> Supplied data

>>>>

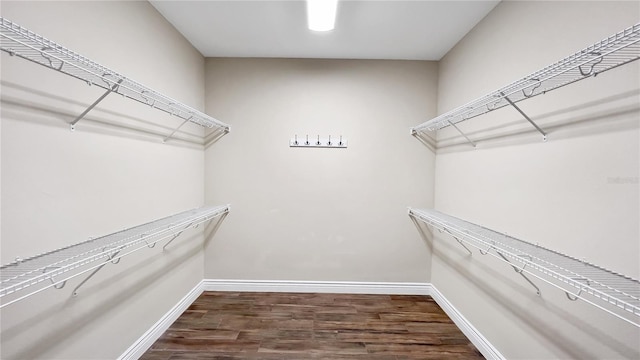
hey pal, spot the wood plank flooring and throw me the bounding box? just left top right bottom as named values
left=140, top=292, right=484, bottom=360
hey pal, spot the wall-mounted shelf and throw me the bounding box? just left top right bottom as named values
left=411, top=23, right=640, bottom=146
left=408, top=208, right=640, bottom=328
left=0, top=17, right=230, bottom=139
left=0, top=205, right=230, bottom=308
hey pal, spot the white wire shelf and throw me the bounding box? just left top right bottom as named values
left=0, top=17, right=230, bottom=134
left=411, top=23, right=640, bottom=139
left=0, top=205, right=230, bottom=308
left=408, top=208, right=640, bottom=328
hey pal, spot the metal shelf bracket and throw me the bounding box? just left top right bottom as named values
left=444, top=228, right=473, bottom=255
left=70, top=79, right=123, bottom=131
left=501, top=92, right=547, bottom=142
left=579, top=52, right=603, bottom=76
left=496, top=251, right=541, bottom=296
left=566, top=277, right=590, bottom=301
left=43, top=266, right=66, bottom=290
left=143, top=236, right=156, bottom=249
left=448, top=120, right=477, bottom=148
left=522, top=79, right=541, bottom=98
left=162, top=119, right=190, bottom=143
left=162, top=222, right=194, bottom=251
left=40, top=47, right=63, bottom=70
left=478, top=243, right=494, bottom=255
left=72, top=246, right=122, bottom=297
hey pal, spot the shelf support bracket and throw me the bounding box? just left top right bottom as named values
left=70, top=79, right=123, bottom=131
left=143, top=235, right=156, bottom=249
left=565, top=277, right=590, bottom=301
left=163, top=222, right=195, bottom=251
left=447, top=121, right=477, bottom=148
left=479, top=243, right=494, bottom=255
left=443, top=228, right=472, bottom=255
left=417, top=216, right=472, bottom=256
left=501, top=92, right=547, bottom=141
left=42, top=266, right=67, bottom=290
left=72, top=247, right=122, bottom=297
left=162, top=118, right=191, bottom=143
left=496, top=251, right=541, bottom=296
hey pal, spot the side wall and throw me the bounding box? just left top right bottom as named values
left=204, top=58, right=436, bottom=283
left=1, top=2, right=207, bottom=359
left=433, top=1, right=639, bottom=359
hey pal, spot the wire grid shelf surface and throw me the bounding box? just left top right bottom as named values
left=412, top=23, right=640, bottom=133
left=408, top=208, right=640, bottom=327
left=0, top=17, right=230, bottom=132
left=0, top=205, right=229, bottom=305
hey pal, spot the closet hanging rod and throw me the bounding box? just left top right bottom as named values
left=0, top=17, right=230, bottom=133
left=0, top=205, right=230, bottom=308
left=408, top=208, right=640, bottom=328
left=411, top=22, right=640, bottom=134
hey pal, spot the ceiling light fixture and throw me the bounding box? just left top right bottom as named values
left=306, top=0, right=338, bottom=32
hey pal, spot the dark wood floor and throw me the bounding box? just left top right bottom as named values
left=140, top=292, right=484, bottom=360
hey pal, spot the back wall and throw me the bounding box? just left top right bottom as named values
left=204, top=58, right=436, bottom=282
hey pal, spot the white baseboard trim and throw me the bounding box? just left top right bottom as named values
left=202, top=279, right=431, bottom=295
left=429, top=286, right=505, bottom=360
left=117, top=281, right=205, bottom=360
left=120, top=279, right=502, bottom=360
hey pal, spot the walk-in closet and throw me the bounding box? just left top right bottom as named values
left=1, top=1, right=638, bottom=359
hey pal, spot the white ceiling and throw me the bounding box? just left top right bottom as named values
left=150, top=0, right=500, bottom=61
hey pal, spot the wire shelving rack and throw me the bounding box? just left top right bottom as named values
left=408, top=208, right=640, bottom=328
left=411, top=23, right=640, bottom=144
left=0, top=205, right=230, bottom=308
left=0, top=17, right=230, bottom=136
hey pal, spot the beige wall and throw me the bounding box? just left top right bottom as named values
left=204, top=58, right=436, bottom=282
left=433, top=1, right=640, bottom=359
left=1, top=1, right=208, bottom=359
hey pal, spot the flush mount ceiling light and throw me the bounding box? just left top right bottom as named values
left=306, top=0, right=338, bottom=32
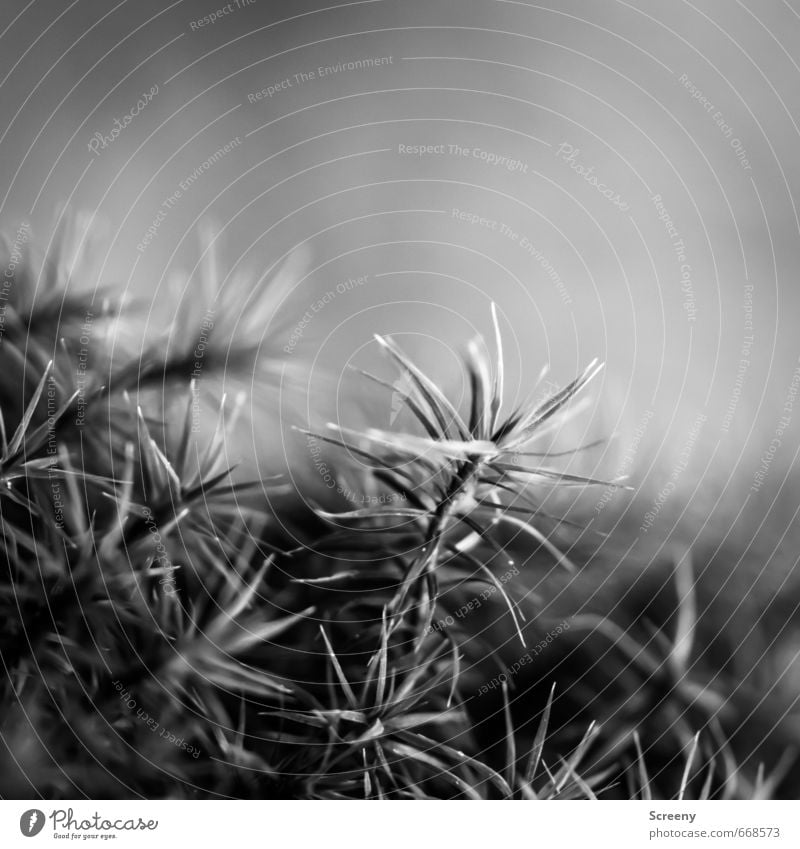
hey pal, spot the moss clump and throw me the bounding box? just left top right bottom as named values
left=0, top=233, right=792, bottom=799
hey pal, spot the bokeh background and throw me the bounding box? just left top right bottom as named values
left=2, top=0, right=800, bottom=544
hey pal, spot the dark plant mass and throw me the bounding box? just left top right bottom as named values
left=0, top=234, right=796, bottom=802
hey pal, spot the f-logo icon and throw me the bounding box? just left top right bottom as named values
left=19, top=809, right=45, bottom=837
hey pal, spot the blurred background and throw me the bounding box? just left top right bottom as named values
left=2, top=0, right=800, bottom=544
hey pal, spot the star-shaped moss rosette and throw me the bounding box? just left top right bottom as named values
left=297, top=305, right=627, bottom=641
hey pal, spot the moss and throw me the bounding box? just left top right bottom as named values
left=0, top=233, right=793, bottom=800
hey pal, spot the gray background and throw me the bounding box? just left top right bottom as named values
left=2, top=0, right=799, bottom=541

<<<<

> Directions for this task
Give every entry again verbatim, with no pictures.

> Task response
hey pal, spot the wood plank flooring and throw me the bounding box? just left top right bottom as named values
left=140, top=292, right=484, bottom=360
hey pal, spot the wall-mounted shelf and throw me the bounding box? just left top right bottom as named values
left=411, top=23, right=640, bottom=146
left=408, top=208, right=640, bottom=328
left=0, top=17, right=230, bottom=139
left=0, top=205, right=230, bottom=308
hey pal, spot the white wire shelf and throw me the bounding box? just left top right bottom as named values
left=0, top=17, right=230, bottom=134
left=411, top=23, right=640, bottom=139
left=0, top=205, right=230, bottom=308
left=408, top=208, right=640, bottom=328
hey pal, spot the metal shelf bracket and throw me the bounding box? just left top right bottom as named values
left=444, top=228, right=473, bottom=255
left=70, top=79, right=123, bottom=131
left=501, top=92, right=547, bottom=142
left=579, top=52, right=603, bottom=76
left=496, top=251, right=541, bottom=296
left=566, top=277, right=590, bottom=301
left=43, top=266, right=66, bottom=290
left=143, top=236, right=156, bottom=249
left=448, top=120, right=477, bottom=148
left=522, top=79, right=541, bottom=98
left=162, top=119, right=190, bottom=143
left=162, top=222, right=194, bottom=251
left=40, top=47, right=63, bottom=70
left=478, top=243, right=494, bottom=255
left=72, top=246, right=122, bottom=297
hey pal, spot the shelf support bracket and throw me the bounding box? just left top right bottom as named values
left=70, top=79, right=123, bottom=131
left=143, top=235, right=156, bottom=249
left=565, top=277, right=590, bottom=301
left=163, top=222, right=195, bottom=251
left=447, top=121, right=477, bottom=148
left=479, top=243, right=494, bottom=255
left=443, top=228, right=472, bottom=255
left=417, top=216, right=472, bottom=256
left=501, top=92, right=547, bottom=141
left=42, top=266, right=67, bottom=290
left=72, top=247, right=122, bottom=297
left=162, top=118, right=191, bottom=143
left=496, top=251, right=541, bottom=296
hey pal, spot the side wall and throw me the bounding box? just left top right bottom as named values
left=204, top=58, right=436, bottom=283
left=1, top=2, right=207, bottom=359
left=433, top=1, right=639, bottom=359
hey pal, spot the wire grid shelf surface and throw me the bounding box? just left top right bottom as named values
left=412, top=23, right=640, bottom=133
left=408, top=208, right=640, bottom=327
left=0, top=17, right=230, bottom=132
left=0, top=205, right=229, bottom=305
hey pal, spot the closet hanging rod and throw me the bounding box? just left top right bottom as named values
left=0, top=17, right=230, bottom=133
left=0, top=205, right=230, bottom=308
left=408, top=208, right=640, bottom=328
left=411, top=22, right=640, bottom=134
hey pal, spot the ceiling light fixture and throw me the bounding box? just left top right bottom as named values
left=306, top=0, right=338, bottom=32
hey pal, spot the dark wood floor and throw me the bounding box? just left top right bottom as named values
left=140, top=292, right=484, bottom=360
hey pal, spot the back wall and throw me the bounding box? just left top right bottom as named values
left=204, top=58, right=436, bottom=282
hey pal, spot the white baseboard trim and throw me the bounding box? just left top right bottom as named values
left=202, top=279, right=431, bottom=295
left=429, top=286, right=505, bottom=360
left=117, top=281, right=205, bottom=360
left=120, top=279, right=502, bottom=360
hey pal, spot the walk-in closet and throw me the bounding box? just left top right bottom as named values
left=1, top=1, right=638, bottom=359
hey pal, spot the white ceiling and throw me the bounding box? just left top right bottom as named values
left=150, top=0, right=500, bottom=61
hey pal, spot the wire shelving rack and throw me the bounding box? just left top right bottom as named values
left=408, top=208, right=640, bottom=328
left=411, top=23, right=640, bottom=144
left=0, top=205, right=230, bottom=308
left=0, top=17, right=230, bottom=136
hey pal, spot the beige wall and throw me the bounding box? just left top right bottom as named values
left=204, top=58, right=436, bottom=282
left=433, top=1, right=640, bottom=359
left=1, top=1, right=208, bottom=359
hey pal, spot the flush mount ceiling light and throw me the bounding box? just left top right bottom as named values
left=306, top=0, right=338, bottom=32
hey pal, spot the moss clump and throw me the bounding box? just left top right bottom as named values
left=0, top=233, right=792, bottom=799
hey pal, spot the bokeh background and throw me the bounding box? just left top right bottom as named values
left=2, top=0, right=800, bottom=544
hey pal, spot the dark plant mass and throw me the bounding box? just left top right bottom as named values
left=0, top=234, right=796, bottom=802
hey pal, spot the f-logo icon and throw me the bounding box? just left top right bottom as named values
left=19, top=809, right=45, bottom=837
hey pal, spot the blurred background and throw me the bounding box? just left top right bottom as named values
left=2, top=0, right=800, bottom=544
hey pal, spot the star-shaped moss rosette and throw me the bounding box? just left top right bottom as named values
left=297, top=305, right=627, bottom=641
hey pal, spot the moss and throw me the bounding box? just left top right bottom as named values
left=0, top=233, right=793, bottom=800
hey pal, spot the gray background and throw me the bounding box? just left top right bottom as named values
left=2, top=0, right=799, bottom=541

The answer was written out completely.